» **What needs to be done**:
Exact copy, pictures excluded: reproduce every record below.

Start of Excerpted data

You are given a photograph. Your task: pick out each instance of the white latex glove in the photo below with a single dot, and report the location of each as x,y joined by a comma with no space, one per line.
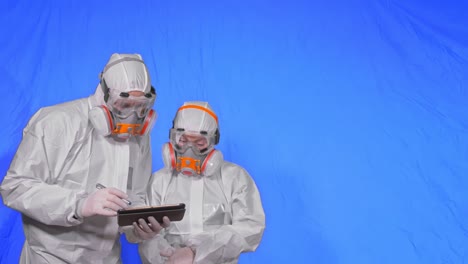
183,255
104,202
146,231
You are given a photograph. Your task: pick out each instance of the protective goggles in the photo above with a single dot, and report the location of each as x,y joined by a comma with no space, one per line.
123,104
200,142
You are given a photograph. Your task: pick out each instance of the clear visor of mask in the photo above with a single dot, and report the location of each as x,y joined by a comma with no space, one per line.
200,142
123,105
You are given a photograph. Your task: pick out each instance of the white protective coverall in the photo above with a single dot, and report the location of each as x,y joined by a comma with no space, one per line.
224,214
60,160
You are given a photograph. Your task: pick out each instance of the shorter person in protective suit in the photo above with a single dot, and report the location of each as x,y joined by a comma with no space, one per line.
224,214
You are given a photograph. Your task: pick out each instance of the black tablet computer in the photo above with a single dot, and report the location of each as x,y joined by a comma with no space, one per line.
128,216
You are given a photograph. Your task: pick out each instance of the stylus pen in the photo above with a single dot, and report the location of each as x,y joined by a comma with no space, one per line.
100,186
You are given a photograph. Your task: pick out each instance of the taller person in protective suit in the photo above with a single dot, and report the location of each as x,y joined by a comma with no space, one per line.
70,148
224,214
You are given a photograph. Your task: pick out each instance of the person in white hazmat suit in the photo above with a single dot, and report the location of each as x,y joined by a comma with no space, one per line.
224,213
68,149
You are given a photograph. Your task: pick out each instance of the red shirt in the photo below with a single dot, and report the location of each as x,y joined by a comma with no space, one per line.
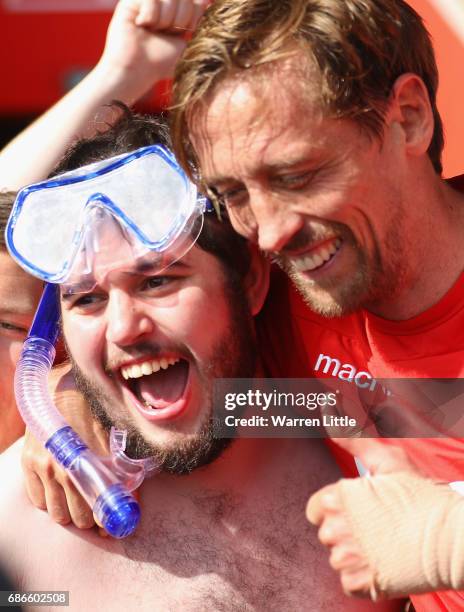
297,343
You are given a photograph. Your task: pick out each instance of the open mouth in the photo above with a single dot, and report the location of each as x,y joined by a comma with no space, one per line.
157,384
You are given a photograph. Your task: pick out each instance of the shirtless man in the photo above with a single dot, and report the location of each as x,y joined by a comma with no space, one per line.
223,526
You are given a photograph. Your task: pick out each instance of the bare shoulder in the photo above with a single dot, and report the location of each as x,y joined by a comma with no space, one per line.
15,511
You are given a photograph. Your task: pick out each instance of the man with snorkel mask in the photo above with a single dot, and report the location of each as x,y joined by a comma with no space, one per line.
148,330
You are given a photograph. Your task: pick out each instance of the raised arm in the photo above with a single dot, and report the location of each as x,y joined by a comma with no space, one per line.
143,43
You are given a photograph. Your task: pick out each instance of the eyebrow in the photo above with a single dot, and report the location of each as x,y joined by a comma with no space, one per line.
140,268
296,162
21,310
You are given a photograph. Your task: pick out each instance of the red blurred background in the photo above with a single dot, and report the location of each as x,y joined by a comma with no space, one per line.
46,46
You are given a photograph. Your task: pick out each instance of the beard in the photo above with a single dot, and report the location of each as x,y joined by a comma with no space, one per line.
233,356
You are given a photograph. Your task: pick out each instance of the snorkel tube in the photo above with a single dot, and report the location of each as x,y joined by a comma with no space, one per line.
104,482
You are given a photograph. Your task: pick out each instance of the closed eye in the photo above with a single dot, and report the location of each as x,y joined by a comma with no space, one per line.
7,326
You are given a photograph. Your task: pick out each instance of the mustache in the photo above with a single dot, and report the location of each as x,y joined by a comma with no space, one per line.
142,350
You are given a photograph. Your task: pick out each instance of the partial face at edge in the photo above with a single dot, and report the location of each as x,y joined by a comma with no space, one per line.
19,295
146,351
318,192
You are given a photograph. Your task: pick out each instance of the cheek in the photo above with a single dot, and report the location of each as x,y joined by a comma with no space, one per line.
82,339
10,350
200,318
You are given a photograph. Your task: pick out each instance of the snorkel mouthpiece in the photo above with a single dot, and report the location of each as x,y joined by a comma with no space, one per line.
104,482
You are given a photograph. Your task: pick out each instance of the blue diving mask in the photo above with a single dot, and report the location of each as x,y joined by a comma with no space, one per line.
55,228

End of Excerpted data

» **Result for this task**:
You are given a photograph. Your task: pick out each instance of the white latex glove in the photo below with a single dot, and report the location of each as x,y joined by a comma with no space, one per line.
183,255
104,202
146,231
You are given a photograph. Your task: pick out each instance of the protective goggles in the photo above with a single dot, and report the location of each as x,y joined by a comma with no space, one per line.
123,104
200,142
You are given a photograph. Your task: pick out each instance of the clear visor of mask in the photo above with a single dot, and report the location of each as x,y joined by a comma with no space, one per line.
200,142
123,105
You are given a photograph. Your task: pick out each instance of the white protective coverall in the photo above with a single dot, and report the location of each as x,y joined by a comma with no space, one per line.
224,214
60,160
You are given a photograph. Your task: pick out each instance of the shorter person in protective suit in the photo above with a single dot, and report the location of each as x,y joined by a comma with no space, one per line.
224,214
You are given a photograph. Your task: pick out each instance of the black tablet computer in the photo above with a single dot, and report the location of each as x,y joined by a comma with no space, one per line.
128,216
You are given a photograph. Your task: pick out each instance of the stylus pen in the photo above with a single dot, and report the location of each as x,y joined by a comma with no space, one per line.
100,186
You are given a photograph. Your task: pick out each instance of the taller person in protective suit in the photo above with a single dot, and report the location of each as x,y joined by a comma with no space, one per line.
70,148
224,214
You are given a photograph. Your task: pick out each instance of the person in white hazmat suit in the photo above with a single dot, and report the location of each as x,y joined by a comma with no space, one per line.
224,213
68,149
You are given a photograph. Your task: pick out each instance of the red shirt in the photo below with a single dot, and report the location of each as x,y joined by a comma with no space, one per line.
297,343
You are given a photograph. Your task: pick out each instance of the open mouth in the photo above with a single dot, and report the location of each as x,y joined by a comma with no space, one per line.
157,384
You are given a photograph. Your task: pick out each instance of the shirtless man in the photo above with a single dot, and report the location of each as x,y joined by a comma with no space, one per line.
223,526
You are given a photograph. Your task: pick out each instance of the bare shoulder in the photo above with a single dot, and report the location of each as x,y joined by a comma with no space, one per line.
15,511
You are given a photograph. Your task: pick out each instance of the man with snorkel mask in the photo above with a single dot, and report the location of each as x,y joined by a comma with no space, one per line.
148,330
You are given a photograph. Your task: pick out each instance of the raised arm in the photo above with a single dot, and report the location of each as x,y joined by a comma with no space, one per line.
143,43
You are given a photograph. Your task: pick out each instance of the eyebrow in the photo above with a single dot, and report the location of each as x,y joined by a comma with no space, one per line.
140,268
296,162
21,310
You are given a photograph. Your task: pick out each instance of the red blurred background in the photo above with a single dot, and report the location of each as x,y joined by a comma with no space, one per line.
46,46
You are given a photograph. Your task: pick out each instance of the beard in the photo above with a single dot, and report the location of each as x,y joined by a comma with no space, one per line.
233,356
You are given a photograph. Your task: pick out each instance of the snorkel tube in the photo above with a single dot, and report the location of each as x,y joined by a comma with no space, one per line.
104,482
You are given a photograph. Your task: pick out each instance of the closed eye in the photo above with a single dot, and report the location of each as x,y joined by a comma with no space, one per line.
7,326
You are given a photograph. Your task: pick out each instance of the mustache in the photo above with a single dot, and report the location of each as x,y joined by a comma with no space, one per line.
142,350
You are given a photograph. Your task: pick out each instance of the partial face at edge in the photo above with a single dot, and report the location of each as x,y joined by a comma with no space, one per line.
19,295
146,351
318,192
You are given a photograph. Your task: pick out each instance of the cheek in the photo above with a single dot, and report the location of each as x,y joined by a comma with no space, one per line.
82,339
10,350
200,318
You are given a photograph. Your task: pick out each instance of the snorkel mouthpiece in the photo above with a single dot, and report the location of each as x,y joined by a comma with no space, one per line.
104,482
You are given a photograph. Your task: pick out each instance of the blue diving mask in the photo above with a single dot, and report the location of each as x,y joined by a comma with no space, one per line.
55,228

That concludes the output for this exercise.